ASSIGNMENT:
In the records below, repeat word for word only the lines starting at the one that contains "Where can you spot the shed roof?" and ending at the one that contains "Where can you spot the pair", pictures excluded.
↓↓↓
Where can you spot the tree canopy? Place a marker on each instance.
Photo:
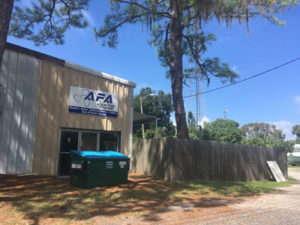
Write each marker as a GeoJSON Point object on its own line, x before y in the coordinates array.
{"type": "Point", "coordinates": [223, 130]}
{"type": "Point", "coordinates": [176, 27]}
{"type": "Point", "coordinates": [262, 130]}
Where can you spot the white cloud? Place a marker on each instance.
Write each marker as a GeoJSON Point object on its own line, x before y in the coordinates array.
{"type": "Point", "coordinates": [89, 17]}
{"type": "Point", "coordinates": [297, 99]}
{"type": "Point", "coordinates": [286, 127]}
{"type": "Point", "coordinates": [234, 69]}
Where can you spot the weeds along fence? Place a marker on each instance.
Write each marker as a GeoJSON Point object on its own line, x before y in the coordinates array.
{"type": "Point", "coordinates": [175, 159]}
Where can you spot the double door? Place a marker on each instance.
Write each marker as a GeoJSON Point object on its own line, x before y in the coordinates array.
{"type": "Point", "coordinates": [84, 140]}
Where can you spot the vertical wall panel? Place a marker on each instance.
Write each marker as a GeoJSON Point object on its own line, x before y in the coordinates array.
{"type": "Point", "coordinates": [19, 81]}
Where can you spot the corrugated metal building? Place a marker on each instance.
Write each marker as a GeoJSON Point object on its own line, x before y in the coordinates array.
{"type": "Point", "coordinates": [50, 106]}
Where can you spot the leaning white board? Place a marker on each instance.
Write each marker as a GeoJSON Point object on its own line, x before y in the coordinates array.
{"type": "Point", "coordinates": [277, 174]}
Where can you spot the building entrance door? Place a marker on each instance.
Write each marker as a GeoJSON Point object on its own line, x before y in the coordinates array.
{"type": "Point", "coordinates": [68, 142]}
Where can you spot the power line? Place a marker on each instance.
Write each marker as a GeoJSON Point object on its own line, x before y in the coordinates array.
{"type": "Point", "coordinates": [245, 79]}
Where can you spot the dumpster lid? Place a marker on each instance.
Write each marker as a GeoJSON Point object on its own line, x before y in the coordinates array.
{"type": "Point", "coordinates": [99, 154]}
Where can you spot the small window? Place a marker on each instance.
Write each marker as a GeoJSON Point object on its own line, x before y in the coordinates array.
{"type": "Point", "coordinates": [109, 141]}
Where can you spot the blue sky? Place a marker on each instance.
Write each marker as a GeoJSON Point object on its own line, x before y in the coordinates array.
{"type": "Point", "coordinates": [273, 97]}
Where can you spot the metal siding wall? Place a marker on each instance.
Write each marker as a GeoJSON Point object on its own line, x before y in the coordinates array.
{"type": "Point", "coordinates": [53, 112]}
{"type": "Point", "coordinates": [19, 80]}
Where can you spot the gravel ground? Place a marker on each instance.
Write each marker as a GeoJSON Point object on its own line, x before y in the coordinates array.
{"type": "Point", "coordinates": [281, 207]}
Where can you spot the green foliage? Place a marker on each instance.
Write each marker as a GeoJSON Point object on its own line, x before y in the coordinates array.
{"type": "Point", "coordinates": [226, 131]}
{"type": "Point", "coordinates": [296, 130]}
{"type": "Point", "coordinates": [47, 21]}
{"type": "Point", "coordinates": [159, 105]}
{"type": "Point", "coordinates": [261, 130]}
{"type": "Point", "coordinates": [177, 32]}
{"type": "Point", "coordinates": [256, 141]}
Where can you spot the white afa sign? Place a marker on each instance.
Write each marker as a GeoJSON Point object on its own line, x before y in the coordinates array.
{"type": "Point", "coordinates": [87, 101]}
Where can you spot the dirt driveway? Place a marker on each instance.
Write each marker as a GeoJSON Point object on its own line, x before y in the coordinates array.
{"type": "Point", "coordinates": [281, 207]}
{"type": "Point", "coordinates": [144, 200]}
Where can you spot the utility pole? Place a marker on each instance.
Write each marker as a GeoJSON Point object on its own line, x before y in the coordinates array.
{"type": "Point", "coordinates": [225, 113]}
{"type": "Point", "coordinates": [142, 112]}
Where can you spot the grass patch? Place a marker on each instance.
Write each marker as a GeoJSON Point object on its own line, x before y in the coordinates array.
{"type": "Point", "coordinates": [221, 188]}
{"type": "Point", "coordinates": [37, 198]}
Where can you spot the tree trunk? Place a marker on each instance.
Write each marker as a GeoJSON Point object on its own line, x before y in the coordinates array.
{"type": "Point", "coordinates": [176, 68]}
{"type": "Point", "coordinates": [6, 7]}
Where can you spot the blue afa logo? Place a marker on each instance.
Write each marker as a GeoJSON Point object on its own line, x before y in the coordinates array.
{"type": "Point", "coordinates": [100, 96]}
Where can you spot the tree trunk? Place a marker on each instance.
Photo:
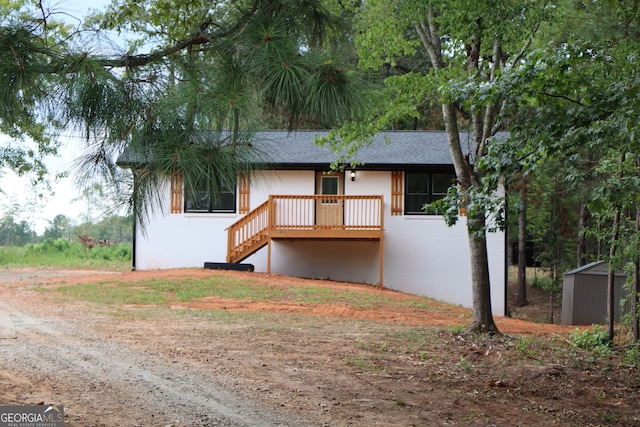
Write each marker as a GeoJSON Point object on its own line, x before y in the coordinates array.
{"type": "Point", "coordinates": [581, 243]}
{"type": "Point", "coordinates": [635, 326]}
{"type": "Point", "coordinates": [482, 312]}
{"type": "Point", "coordinates": [611, 304]}
{"type": "Point", "coordinates": [521, 294]}
{"type": "Point", "coordinates": [635, 290]}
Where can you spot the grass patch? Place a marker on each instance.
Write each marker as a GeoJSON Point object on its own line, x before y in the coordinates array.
{"type": "Point", "coordinates": [114, 294]}
{"type": "Point", "coordinates": [161, 291]}
{"type": "Point", "coordinates": [64, 253]}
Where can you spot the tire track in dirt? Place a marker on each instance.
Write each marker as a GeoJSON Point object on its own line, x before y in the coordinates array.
{"type": "Point", "coordinates": [97, 371]}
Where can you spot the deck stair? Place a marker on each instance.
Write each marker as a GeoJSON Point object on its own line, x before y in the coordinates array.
{"type": "Point", "coordinates": [305, 217]}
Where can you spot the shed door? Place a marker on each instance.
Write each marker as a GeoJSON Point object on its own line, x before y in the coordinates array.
{"type": "Point", "coordinates": [329, 210]}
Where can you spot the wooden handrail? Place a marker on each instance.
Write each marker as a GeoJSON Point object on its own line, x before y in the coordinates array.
{"type": "Point", "coordinates": [247, 232]}
{"type": "Point", "coordinates": [322, 215]}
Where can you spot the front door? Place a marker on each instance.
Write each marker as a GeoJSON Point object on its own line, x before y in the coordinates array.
{"type": "Point", "coordinates": [329, 210]}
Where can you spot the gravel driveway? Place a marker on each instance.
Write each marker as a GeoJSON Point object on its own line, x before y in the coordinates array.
{"type": "Point", "coordinates": [125, 386]}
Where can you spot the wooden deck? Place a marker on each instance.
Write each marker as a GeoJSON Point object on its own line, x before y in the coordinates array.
{"type": "Point", "coordinates": [324, 217]}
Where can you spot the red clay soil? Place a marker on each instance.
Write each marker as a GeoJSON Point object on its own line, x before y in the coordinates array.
{"type": "Point", "coordinates": [292, 363]}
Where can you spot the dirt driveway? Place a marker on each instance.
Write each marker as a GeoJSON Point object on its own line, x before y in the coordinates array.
{"type": "Point", "coordinates": [233, 362]}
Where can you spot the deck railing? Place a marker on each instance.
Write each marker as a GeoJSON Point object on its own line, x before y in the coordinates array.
{"type": "Point", "coordinates": [312, 216]}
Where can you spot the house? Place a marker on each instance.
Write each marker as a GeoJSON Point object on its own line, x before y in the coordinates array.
{"type": "Point", "coordinates": [362, 225]}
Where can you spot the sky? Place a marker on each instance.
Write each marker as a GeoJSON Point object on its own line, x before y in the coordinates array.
{"type": "Point", "coordinates": [64, 197]}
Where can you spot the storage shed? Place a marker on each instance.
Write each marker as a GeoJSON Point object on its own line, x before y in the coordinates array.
{"type": "Point", "coordinates": [584, 294]}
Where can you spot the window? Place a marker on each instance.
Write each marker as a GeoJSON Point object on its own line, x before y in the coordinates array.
{"type": "Point", "coordinates": [424, 187]}
{"type": "Point", "coordinates": [211, 196]}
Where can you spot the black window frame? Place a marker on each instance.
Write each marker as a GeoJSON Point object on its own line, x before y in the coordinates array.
{"type": "Point", "coordinates": [212, 200]}
{"type": "Point", "coordinates": [420, 197]}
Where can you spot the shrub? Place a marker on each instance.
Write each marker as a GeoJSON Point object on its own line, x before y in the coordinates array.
{"type": "Point", "coordinates": [595, 340]}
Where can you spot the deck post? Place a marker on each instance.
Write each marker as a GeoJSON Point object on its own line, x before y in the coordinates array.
{"type": "Point", "coordinates": [381, 260]}
{"type": "Point", "coordinates": [269, 256]}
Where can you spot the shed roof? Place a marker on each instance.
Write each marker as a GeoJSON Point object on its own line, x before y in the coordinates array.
{"type": "Point", "coordinates": [596, 267]}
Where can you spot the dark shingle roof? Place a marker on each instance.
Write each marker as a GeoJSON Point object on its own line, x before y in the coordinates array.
{"type": "Point", "coordinates": [387, 148]}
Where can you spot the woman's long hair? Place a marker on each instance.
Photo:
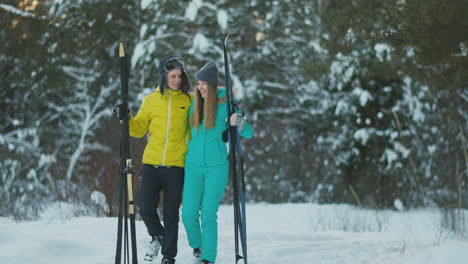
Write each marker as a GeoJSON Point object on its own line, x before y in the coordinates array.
{"type": "Point", "coordinates": [205, 108]}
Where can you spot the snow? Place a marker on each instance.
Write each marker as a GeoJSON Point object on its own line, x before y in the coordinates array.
{"type": "Point", "coordinates": [15, 10]}
{"type": "Point", "coordinates": [200, 44]}
{"type": "Point", "coordinates": [192, 9]}
{"type": "Point", "coordinates": [362, 135]}
{"type": "Point", "coordinates": [280, 233]}
{"type": "Point", "coordinates": [145, 3]}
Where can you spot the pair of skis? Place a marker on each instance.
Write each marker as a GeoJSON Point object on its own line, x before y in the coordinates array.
{"type": "Point", "coordinates": [126, 205]}
{"type": "Point", "coordinates": [236, 166]}
{"type": "Point", "coordinates": [236, 172]}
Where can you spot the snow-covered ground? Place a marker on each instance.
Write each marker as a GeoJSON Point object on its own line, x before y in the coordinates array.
{"type": "Point", "coordinates": [283, 233]}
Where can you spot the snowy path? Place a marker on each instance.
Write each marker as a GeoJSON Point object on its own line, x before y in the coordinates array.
{"type": "Point", "coordinates": [277, 234]}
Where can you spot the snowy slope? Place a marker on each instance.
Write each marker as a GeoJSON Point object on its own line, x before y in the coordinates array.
{"type": "Point", "coordinates": [284, 233]}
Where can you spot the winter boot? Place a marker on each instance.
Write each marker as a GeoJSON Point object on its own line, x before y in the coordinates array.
{"type": "Point", "coordinates": [153, 248]}
{"type": "Point", "coordinates": [197, 252]}
{"type": "Point", "coordinates": [167, 261]}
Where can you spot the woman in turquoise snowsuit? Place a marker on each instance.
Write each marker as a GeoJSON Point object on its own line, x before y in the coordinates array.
{"type": "Point", "coordinates": [206, 163]}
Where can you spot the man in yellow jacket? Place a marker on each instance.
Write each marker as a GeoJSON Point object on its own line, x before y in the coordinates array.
{"type": "Point", "coordinates": [163, 115]}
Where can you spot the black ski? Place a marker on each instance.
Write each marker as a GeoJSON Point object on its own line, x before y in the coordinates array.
{"type": "Point", "coordinates": [236, 166]}
{"type": "Point", "coordinates": [126, 206]}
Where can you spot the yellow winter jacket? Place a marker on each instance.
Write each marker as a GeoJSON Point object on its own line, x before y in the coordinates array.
{"type": "Point", "coordinates": [167, 121]}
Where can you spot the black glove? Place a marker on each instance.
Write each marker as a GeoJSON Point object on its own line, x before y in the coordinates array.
{"type": "Point", "coordinates": [120, 112]}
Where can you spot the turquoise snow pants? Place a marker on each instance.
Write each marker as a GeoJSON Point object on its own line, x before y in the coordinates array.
{"type": "Point", "coordinates": [203, 191]}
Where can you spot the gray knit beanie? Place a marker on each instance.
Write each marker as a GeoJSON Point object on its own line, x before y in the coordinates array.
{"type": "Point", "coordinates": [208, 74]}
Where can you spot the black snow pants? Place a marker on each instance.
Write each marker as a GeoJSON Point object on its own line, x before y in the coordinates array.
{"type": "Point", "coordinates": [170, 180]}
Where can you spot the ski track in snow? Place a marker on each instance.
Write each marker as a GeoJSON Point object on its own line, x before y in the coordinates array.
{"type": "Point", "coordinates": [277, 234]}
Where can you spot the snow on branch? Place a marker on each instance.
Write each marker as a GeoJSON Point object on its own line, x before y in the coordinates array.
{"type": "Point", "coordinates": [15, 11]}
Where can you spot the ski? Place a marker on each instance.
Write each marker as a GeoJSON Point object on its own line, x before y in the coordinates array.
{"type": "Point", "coordinates": [126, 205]}
{"type": "Point", "coordinates": [236, 165]}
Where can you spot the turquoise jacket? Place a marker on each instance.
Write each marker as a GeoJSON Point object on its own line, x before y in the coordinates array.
{"type": "Point", "coordinates": [206, 146]}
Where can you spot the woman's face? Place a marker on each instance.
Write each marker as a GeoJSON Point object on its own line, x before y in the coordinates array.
{"type": "Point", "coordinates": [174, 78]}
{"type": "Point", "coordinates": [202, 88]}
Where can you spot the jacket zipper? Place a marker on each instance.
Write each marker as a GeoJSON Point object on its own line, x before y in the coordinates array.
{"type": "Point", "coordinates": [167, 128]}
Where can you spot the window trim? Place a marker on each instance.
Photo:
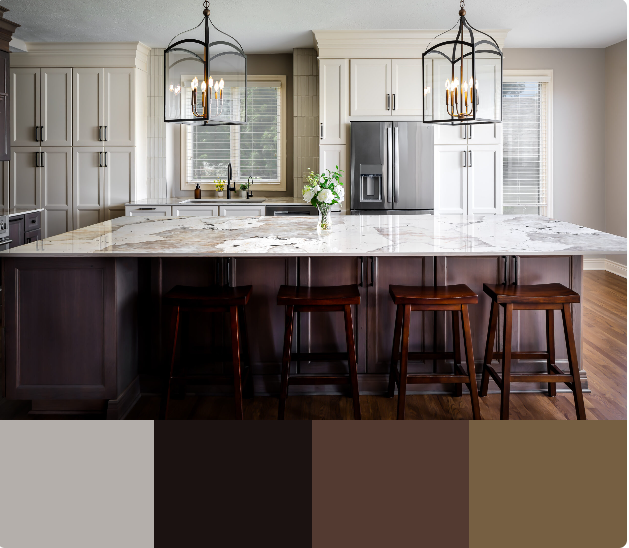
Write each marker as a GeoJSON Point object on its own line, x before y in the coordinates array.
{"type": "Point", "coordinates": [279, 186]}
{"type": "Point", "coordinates": [546, 76]}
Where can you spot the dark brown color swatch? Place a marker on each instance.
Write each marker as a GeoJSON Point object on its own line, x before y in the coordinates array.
{"type": "Point", "coordinates": [233, 484]}
{"type": "Point", "coordinates": [385, 483]}
{"type": "Point", "coordinates": [548, 484]}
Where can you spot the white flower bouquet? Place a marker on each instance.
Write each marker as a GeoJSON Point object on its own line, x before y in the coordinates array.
{"type": "Point", "coordinates": [322, 190]}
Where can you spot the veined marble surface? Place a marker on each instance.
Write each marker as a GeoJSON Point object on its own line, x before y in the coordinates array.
{"type": "Point", "coordinates": [404, 235]}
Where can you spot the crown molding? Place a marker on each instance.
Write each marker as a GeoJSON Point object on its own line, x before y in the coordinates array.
{"type": "Point", "coordinates": [83, 54]}
{"type": "Point", "coordinates": [387, 44]}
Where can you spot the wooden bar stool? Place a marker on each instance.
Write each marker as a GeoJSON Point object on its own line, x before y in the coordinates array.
{"type": "Point", "coordinates": [454, 298]}
{"type": "Point", "coordinates": [319, 299]}
{"type": "Point", "coordinates": [548, 297]}
{"type": "Point", "coordinates": [214, 299]}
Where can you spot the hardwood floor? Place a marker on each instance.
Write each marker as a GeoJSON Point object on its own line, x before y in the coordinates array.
{"type": "Point", "coordinates": [604, 302]}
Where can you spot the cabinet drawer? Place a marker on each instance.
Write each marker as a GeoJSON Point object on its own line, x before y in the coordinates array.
{"type": "Point", "coordinates": [32, 221]}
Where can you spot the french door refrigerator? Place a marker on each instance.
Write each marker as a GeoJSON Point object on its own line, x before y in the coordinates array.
{"type": "Point", "coordinates": [392, 168]}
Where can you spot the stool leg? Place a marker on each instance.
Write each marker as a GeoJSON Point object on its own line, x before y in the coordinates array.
{"type": "Point", "coordinates": [572, 361]}
{"type": "Point", "coordinates": [401, 398]}
{"type": "Point", "coordinates": [506, 364]}
{"type": "Point", "coordinates": [550, 348]}
{"type": "Point", "coordinates": [489, 347]}
{"type": "Point", "coordinates": [288, 341]}
{"type": "Point", "coordinates": [395, 353]}
{"type": "Point", "coordinates": [351, 351]}
{"type": "Point", "coordinates": [469, 357]}
{"type": "Point", "coordinates": [174, 330]}
{"type": "Point", "coordinates": [456, 345]}
{"type": "Point", "coordinates": [236, 361]}
{"type": "Point", "coordinates": [248, 387]}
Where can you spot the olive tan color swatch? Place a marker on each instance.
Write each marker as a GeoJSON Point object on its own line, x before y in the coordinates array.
{"type": "Point", "coordinates": [548, 484]}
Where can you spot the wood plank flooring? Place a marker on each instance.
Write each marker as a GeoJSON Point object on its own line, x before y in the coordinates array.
{"type": "Point", "coordinates": [604, 302]}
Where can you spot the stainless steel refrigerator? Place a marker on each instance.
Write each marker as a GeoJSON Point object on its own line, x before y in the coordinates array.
{"type": "Point", "coordinates": [392, 168]}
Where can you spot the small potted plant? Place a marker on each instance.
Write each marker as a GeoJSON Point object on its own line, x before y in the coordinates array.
{"type": "Point", "coordinates": [323, 190]}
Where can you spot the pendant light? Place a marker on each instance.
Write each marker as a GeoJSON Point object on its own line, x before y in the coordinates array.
{"type": "Point", "coordinates": [205, 82]}
{"type": "Point", "coordinates": [462, 78]}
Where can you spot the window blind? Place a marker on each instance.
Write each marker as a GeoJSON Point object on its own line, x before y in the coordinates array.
{"type": "Point", "coordinates": [253, 148]}
{"type": "Point", "coordinates": [525, 162]}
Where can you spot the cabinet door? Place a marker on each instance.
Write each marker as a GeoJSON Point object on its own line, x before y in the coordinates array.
{"type": "Point", "coordinates": [119, 180]}
{"type": "Point", "coordinates": [25, 106]}
{"type": "Point", "coordinates": [331, 156]}
{"type": "Point", "coordinates": [195, 211]}
{"type": "Point", "coordinates": [56, 184]}
{"type": "Point", "coordinates": [451, 179]}
{"type": "Point", "coordinates": [406, 86]}
{"type": "Point", "coordinates": [484, 179]}
{"type": "Point", "coordinates": [87, 186]}
{"type": "Point", "coordinates": [119, 108]}
{"type": "Point", "coordinates": [242, 211]}
{"type": "Point", "coordinates": [87, 106]}
{"type": "Point", "coordinates": [333, 101]}
{"type": "Point", "coordinates": [25, 178]}
{"type": "Point", "coordinates": [56, 107]}
{"type": "Point", "coordinates": [370, 87]}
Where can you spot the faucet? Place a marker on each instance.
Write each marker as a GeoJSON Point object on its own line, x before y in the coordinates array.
{"type": "Point", "coordinates": [229, 178]}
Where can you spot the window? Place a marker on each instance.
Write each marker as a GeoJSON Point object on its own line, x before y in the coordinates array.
{"type": "Point", "coordinates": [526, 116]}
{"type": "Point", "coordinates": [255, 149]}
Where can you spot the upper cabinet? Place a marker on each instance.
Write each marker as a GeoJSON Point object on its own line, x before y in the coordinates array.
{"type": "Point", "coordinates": [333, 101]}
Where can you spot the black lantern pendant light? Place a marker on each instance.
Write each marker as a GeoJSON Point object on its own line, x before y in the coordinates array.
{"type": "Point", "coordinates": [205, 82]}
{"type": "Point", "coordinates": [462, 78]}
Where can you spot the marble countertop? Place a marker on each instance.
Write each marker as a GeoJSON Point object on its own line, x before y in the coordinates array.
{"type": "Point", "coordinates": [390, 235]}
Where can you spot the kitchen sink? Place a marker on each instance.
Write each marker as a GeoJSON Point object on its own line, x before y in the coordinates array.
{"type": "Point", "coordinates": [223, 201]}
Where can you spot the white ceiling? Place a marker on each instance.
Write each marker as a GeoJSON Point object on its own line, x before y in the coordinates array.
{"type": "Point", "coordinates": [274, 26]}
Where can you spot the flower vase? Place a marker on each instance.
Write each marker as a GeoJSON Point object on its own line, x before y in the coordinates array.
{"type": "Point", "coordinates": [325, 217]}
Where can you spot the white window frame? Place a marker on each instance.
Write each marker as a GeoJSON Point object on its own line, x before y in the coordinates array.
{"type": "Point", "coordinates": [280, 185]}
{"type": "Point", "coordinates": [546, 76]}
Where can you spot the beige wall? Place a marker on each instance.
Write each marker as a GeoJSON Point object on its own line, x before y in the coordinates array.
{"type": "Point", "coordinates": [274, 64]}
{"type": "Point", "coordinates": [616, 142]}
{"type": "Point", "coordinates": [578, 129]}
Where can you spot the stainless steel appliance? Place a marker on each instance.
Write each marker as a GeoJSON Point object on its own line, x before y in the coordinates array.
{"type": "Point", "coordinates": [291, 211]}
{"type": "Point", "coordinates": [392, 168]}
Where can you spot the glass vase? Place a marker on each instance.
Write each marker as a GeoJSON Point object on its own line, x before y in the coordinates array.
{"type": "Point", "coordinates": [325, 217]}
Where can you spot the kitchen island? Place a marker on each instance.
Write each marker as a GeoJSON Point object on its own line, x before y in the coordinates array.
{"type": "Point", "coordinates": [83, 318]}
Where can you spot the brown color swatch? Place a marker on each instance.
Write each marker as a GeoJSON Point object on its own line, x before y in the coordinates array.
{"type": "Point", "coordinates": [233, 484]}
{"type": "Point", "coordinates": [548, 484]}
{"type": "Point", "coordinates": [385, 483]}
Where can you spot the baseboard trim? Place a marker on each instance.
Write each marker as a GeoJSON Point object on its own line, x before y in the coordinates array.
{"type": "Point", "coordinates": [605, 264]}
{"type": "Point", "coordinates": [119, 408]}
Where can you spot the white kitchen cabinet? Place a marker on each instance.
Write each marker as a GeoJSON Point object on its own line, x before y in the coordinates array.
{"type": "Point", "coordinates": [148, 211]}
{"type": "Point", "coordinates": [242, 211]}
{"type": "Point", "coordinates": [406, 86]}
{"type": "Point", "coordinates": [370, 87]}
{"type": "Point", "coordinates": [331, 156]}
{"type": "Point", "coordinates": [195, 211]}
{"type": "Point", "coordinates": [25, 106]}
{"type": "Point", "coordinates": [333, 101]}
{"type": "Point", "coordinates": [56, 188]}
{"type": "Point", "coordinates": [56, 107]}
{"type": "Point", "coordinates": [87, 106]}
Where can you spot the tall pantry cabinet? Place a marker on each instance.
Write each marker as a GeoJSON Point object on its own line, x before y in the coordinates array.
{"type": "Point", "coordinates": [78, 132]}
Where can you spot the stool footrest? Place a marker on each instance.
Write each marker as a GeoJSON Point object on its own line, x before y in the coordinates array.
{"type": "Point", "coordinates": [318, 379]}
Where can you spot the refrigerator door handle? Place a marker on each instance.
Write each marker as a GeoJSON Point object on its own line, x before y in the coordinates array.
{"type": "Point", "coordinates": [389, 165]}
{"type": "Point", "coordinates": [396, 167]}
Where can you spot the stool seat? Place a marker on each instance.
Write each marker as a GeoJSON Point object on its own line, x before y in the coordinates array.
↑↑↑
WORKED SOLUTION:
Where can you spot the shed roof? Place a marker on each instance.
Write each marker as a GeoJSON Point object on its own line, x before y in the coordinates array.
{"type": "Point", "coordinates": [596, 267]}
Where can you spot the dark shingle roof? Place a marker on each instance.
Write each marker as a GeoJSON Point object on its own line, x before y in the coordinates array.
{"type": "Point", "coordinates": [387, 148]}
Where can you spot the woman's long hair? Place a marker on each instance.
Photo:
Write each marker as a GeoJSON Point object on its own line, x before y in the coordinates array.
{"type": "Point", "coordinates": [205, 108]}
Where can you spot the snow? Place a marker on each instance.
Write each marker as a GeoJSON Point object on its own line, x before y in the coordinates array.
{"type": "Point", "coordinates": [15, 10]}
{"type": "Point", "coordinates": [200, 44]}
{"type": "Point", "coordinates": [192, 9]}
{"type": "Point", "coordinates": [362, 135]}
{"type": "Point", "coordinates": [280, 233]}
{"type": "Point", "coordinates": [145, 3]}
Where can you spot the pair of skis? Place a marker on each instance.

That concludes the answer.